• _Directions for this task_
Output every record exactly, apart from its images.

• _Dataset records_
####################
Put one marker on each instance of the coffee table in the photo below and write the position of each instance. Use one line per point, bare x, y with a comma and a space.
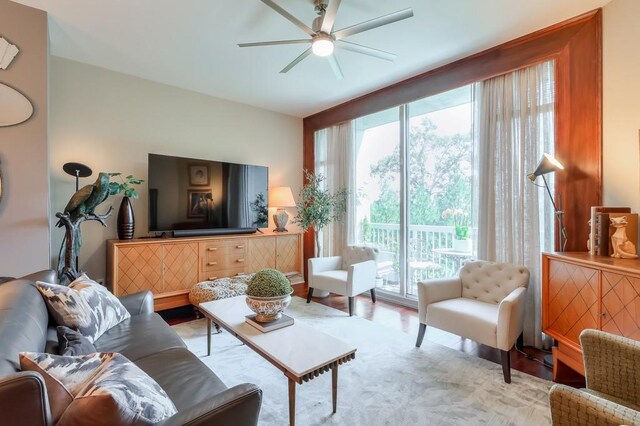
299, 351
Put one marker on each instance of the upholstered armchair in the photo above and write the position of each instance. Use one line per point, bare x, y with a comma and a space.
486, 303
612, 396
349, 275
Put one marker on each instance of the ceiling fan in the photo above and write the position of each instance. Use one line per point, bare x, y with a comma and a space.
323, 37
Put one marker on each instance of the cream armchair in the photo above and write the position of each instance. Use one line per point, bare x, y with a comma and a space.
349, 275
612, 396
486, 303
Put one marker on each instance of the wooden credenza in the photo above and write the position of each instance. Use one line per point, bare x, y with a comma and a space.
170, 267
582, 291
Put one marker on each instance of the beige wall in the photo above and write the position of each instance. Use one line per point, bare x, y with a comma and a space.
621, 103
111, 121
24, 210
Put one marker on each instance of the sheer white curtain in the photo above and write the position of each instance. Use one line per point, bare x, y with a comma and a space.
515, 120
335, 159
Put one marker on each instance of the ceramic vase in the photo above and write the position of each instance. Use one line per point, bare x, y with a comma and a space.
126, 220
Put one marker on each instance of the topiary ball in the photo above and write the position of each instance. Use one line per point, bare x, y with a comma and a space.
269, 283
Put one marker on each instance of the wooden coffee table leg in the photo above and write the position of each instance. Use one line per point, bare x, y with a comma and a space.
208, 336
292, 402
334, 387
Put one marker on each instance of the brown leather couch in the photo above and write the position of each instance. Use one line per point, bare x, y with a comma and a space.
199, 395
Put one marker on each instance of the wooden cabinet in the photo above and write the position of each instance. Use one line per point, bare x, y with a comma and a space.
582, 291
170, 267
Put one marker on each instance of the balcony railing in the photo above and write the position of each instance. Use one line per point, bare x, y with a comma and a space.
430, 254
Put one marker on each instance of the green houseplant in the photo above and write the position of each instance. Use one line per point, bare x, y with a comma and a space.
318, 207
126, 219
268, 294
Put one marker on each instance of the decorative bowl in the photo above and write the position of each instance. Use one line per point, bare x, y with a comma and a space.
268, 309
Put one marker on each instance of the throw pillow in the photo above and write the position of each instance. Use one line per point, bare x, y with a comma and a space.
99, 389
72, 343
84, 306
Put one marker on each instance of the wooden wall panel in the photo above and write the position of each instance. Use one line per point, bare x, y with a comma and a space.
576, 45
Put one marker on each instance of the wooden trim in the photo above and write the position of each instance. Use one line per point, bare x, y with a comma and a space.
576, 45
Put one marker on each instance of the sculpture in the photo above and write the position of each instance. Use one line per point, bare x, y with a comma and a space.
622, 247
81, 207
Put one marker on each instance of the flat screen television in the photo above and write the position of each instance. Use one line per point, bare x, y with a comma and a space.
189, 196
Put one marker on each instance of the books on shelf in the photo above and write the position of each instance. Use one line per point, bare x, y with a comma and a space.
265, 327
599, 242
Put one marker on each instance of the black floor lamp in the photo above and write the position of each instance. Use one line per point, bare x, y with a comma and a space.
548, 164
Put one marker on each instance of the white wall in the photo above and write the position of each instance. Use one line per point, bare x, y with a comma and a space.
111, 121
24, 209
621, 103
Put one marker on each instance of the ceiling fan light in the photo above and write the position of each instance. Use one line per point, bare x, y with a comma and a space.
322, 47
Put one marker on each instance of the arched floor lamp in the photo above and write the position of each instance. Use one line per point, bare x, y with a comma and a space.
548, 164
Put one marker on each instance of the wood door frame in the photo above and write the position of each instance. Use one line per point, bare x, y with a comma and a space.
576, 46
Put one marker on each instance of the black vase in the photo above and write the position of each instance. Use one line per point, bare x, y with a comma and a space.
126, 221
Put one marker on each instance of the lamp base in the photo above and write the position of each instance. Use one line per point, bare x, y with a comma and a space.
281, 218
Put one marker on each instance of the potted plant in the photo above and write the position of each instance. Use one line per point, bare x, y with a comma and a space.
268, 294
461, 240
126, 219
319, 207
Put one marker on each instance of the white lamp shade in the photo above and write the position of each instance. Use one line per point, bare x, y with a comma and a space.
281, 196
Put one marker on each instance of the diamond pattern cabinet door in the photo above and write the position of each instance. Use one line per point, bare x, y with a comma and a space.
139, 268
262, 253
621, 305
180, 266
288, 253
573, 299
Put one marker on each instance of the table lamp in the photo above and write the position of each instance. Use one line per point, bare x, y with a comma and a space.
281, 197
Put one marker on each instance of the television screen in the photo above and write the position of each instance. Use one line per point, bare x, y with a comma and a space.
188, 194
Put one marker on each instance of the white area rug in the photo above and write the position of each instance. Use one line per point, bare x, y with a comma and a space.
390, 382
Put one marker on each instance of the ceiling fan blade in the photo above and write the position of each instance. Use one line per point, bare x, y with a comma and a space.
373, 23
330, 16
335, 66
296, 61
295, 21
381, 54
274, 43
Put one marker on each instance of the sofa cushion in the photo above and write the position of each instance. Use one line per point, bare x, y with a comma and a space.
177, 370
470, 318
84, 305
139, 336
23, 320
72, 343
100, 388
####################
• _The completed task_
Put one marker on each instance of the coffee table in the photo below and write the position of each instance. Use one line per point, bare x, y with a comma and a space.
299, 351
Put one marker on each instance of the upholstered armchair in the photo above and write the position of each instance. Use one line per point, bare x, y with a comma and a space.
486, 303
612, 396
349, 275
Put one marker on each instance of the ceiling fan in the photo above and write the position of each instance. Use one line per point, bare x, y with a comma and a space.
323, 37
Put one marker on each instance of the cream armchair in the photo above and write the position of each instance. Use one line per point, bare x, y with a comma and a space.
349, 275
612, 396
486, 303
Put one marker on each instance of the wooden credenza in the photo above and write the position of each instance. Use one line per point, bare x, y with a comma and a space.
170, 267
582, 291
Put one marker on each instance of the beige wall in the photo above and write the position of each instance. Use one line per point, bare x, y with a comma and a space.
621, 103
111, 121
24, 210
Put one marker on each instance of the sheer white curtain in the photo above and write the position of each instance. Use one line per point, bare x, y with a comma and a space.
515, 120
335, 159
Put one marker on each instance of the ceramic vase in the photo above and write the position of each instance. Use one line per point, bare x, y with a comma and a space.
126, 220
Put one marker on each instance of the topiary ball in the photo above and write the position of each instance. Use one line per point, bare x, y with a comma and a space.
269, 283
Put one marker on each instance of the wooden coffee table leg in the photo above and write the position of each instance. Use one line per point, bare x, y with a comma and a space.
208, 336
292, 402
334, 387
Put one marker on each instance of the brown leather couch in the photo above and write the position of each instance. Use one line per point, bare x, y with a comma and a space.
199, 395
Put one marker on each instance of the wooden cabinet in the photo above and write the position of each instance. Use one line per point, bare x, y with a comma and a space.
582, 291
170, 267
Put one marker on each instance of the balcony railing in the photo above and write the position of each instance. Use one line per point, bare x, y with a comma and a space.
430, 254
Put one marker on each instance of the green houseplant in the photo above and write the position of each instance. Use one line per point, bare x, y with a comma and a space.
318, 207
126, 219
268, 294
Put one marker on each instance of the decorative bowl in the photo above and write the position of each instance. Use one line per point, bare x, y with a comma and a space.
268, 309
Put one marker on each instance of the throw pillow in the photo above and write the position of each instance. Use one line per point, bare x, y with a comma and a space.
99, 389
72, 343
84, 306
Put one marker on each instance of the wooden wall panel in the photo above and write the position of each instance. Use one line per point, bare x, y with a comma and a space.
576, 45
Put one marker on each instance of the wooden trim in the photo above and write the position of each instance. Use one line per point, bare x, y with a comma and a space.
576, 45
Put one marker on each instance of the sculpture in the photo above and write the position of each instance. Use one line per point, bare x, y with a comma and a space.
622, 247
81, 207
Put one marker on each instance of the flat screen television in the photo above and write the position of each instance. Use one line per point, bare x, y with a comma and a space.
189, 196
Put one marker on each instance of the books on shelf in the photo above and write the position of each instance. Use one line per point, bare x, y with a comma and a space.
265, 327
599, 242
Put one marker on each instance of the black floor lamp in the photo above and write the position of each instance. Use one line per point, bare x, y with a comma and a space.
548, 164
Put one marker on each instance of the white wall in the photo above and write the position of each instance. Use one line per point, bare x, y with a comma and a space.
111, 121
24, 209
621, 103
Put one marker on each instance of the ceiling fan light in the photo above and write the position of each instance. Use one line per point, bare x, y with a comma and a space.
322, 47
Put one marker on each instance of the arched floor lamp in the photo above and write the position of each instance. Use one line per point, bare x, y with a comma and a space.
548, 164
Put one marker on each instance of the wood door frame in the photo above and write the position of each instance. Use one line per point, bare x, y with a comma and a space.
576, 46
Put one marker on each instance of the black vase in the photo above and write the position of each instance. Use one line per point, bare x, y with a comma and a space.
126, 221
Put one marker on each instance of the lamp base in the photo above and write the position of each instance. Use one line per point, bare x, y with a comma and a space.
281, 218
Put one marker on each instance of the potted plant in the photo above and write the position of each instance. Use one line per point, bare x, y with a comma and a space.
268, 294
461, 240
126, 219
319, 207
Put one marker on each instance of the white lamp shade in the photo above and write the position of each instance. Use one line per point, bare x, y with a comma and a space.
281, 196
Put one marker on each instance of the diamond pattern cabinet door in the photo above and write the position of each instance. Use one line per point, bare x, y with a comma and a space.
139, 268
262, 253
621, 305
180, 266
288, 253
573, 299
Put one marker on each instance of the table lamp in the photo above and write the position of each instance. Use one line per point, bare x, y with a comma and a space.
281, 197
Put one marker on each instance of the television screen in the photo above and write the position of each instance. Use one line per point, bare x, y with a comma and a space.
188, 194
Put one marker on each instance of the white area rug in the photo above and write the position of each instance. Use one line per point, bare x, y with a comma and a space.
390, 382
Put one marker on each instance of the ceiling fan blade in the photo above and write the position of each instance. Use one line per point, bare x, y with a comma and a space.
373, 23
330, 16
335, 66
296, 61
295, 21
381, 54
274, 43
Put one marker on each instance of the sofa cushion in the photo above and write the position of each instance. Use one line per point, bare x, y with a comma and a space.
177, 370
470, 318
84, 305
139, 336
23, 320
72, 343
100, 388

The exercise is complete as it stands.